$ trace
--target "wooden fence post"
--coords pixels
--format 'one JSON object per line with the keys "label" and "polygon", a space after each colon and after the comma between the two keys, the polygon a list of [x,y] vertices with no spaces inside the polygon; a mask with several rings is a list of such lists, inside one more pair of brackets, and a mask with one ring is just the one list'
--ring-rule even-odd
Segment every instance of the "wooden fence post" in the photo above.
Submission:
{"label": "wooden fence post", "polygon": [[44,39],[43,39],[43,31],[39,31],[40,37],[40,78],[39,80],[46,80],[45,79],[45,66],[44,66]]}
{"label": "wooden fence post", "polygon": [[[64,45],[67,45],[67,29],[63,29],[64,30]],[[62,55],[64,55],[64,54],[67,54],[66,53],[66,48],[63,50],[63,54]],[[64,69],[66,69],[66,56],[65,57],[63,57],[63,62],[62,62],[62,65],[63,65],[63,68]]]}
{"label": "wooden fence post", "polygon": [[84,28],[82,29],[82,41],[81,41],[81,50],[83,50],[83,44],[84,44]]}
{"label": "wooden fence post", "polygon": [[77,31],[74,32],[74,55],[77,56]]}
--
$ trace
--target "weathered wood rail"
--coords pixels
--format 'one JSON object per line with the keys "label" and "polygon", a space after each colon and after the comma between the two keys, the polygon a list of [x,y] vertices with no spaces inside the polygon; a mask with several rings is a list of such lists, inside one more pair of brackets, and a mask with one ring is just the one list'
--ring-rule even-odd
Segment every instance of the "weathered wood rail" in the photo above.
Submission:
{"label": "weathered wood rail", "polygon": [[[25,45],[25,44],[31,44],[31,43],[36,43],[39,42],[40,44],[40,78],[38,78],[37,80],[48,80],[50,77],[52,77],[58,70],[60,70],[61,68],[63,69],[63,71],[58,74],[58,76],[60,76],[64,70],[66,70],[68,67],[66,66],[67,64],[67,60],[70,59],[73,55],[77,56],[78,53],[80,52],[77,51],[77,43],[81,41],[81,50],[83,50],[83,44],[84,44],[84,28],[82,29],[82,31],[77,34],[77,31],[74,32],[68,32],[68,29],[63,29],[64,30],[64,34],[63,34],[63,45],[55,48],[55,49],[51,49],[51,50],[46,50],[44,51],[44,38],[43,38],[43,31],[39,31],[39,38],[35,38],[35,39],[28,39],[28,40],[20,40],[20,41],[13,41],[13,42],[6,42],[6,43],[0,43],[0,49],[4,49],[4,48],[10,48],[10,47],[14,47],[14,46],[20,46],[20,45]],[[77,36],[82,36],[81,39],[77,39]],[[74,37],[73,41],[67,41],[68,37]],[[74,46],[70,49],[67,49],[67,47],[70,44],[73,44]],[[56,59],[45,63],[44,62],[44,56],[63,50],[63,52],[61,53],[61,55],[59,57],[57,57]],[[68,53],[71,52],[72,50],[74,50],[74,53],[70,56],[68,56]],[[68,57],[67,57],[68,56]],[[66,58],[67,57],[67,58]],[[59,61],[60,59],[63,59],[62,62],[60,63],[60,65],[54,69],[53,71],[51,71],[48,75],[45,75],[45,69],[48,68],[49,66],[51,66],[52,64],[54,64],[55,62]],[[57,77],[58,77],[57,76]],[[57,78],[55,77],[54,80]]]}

_Your objective_.
Display each line of the entries above in which the string "instance" appears. Treat uppercase and lowercase as different.

_Exercise output_.
Segment every instance of the "wooden fence post" in the photo above.
Segment every instance of the "weathered wood rail" in the photo above.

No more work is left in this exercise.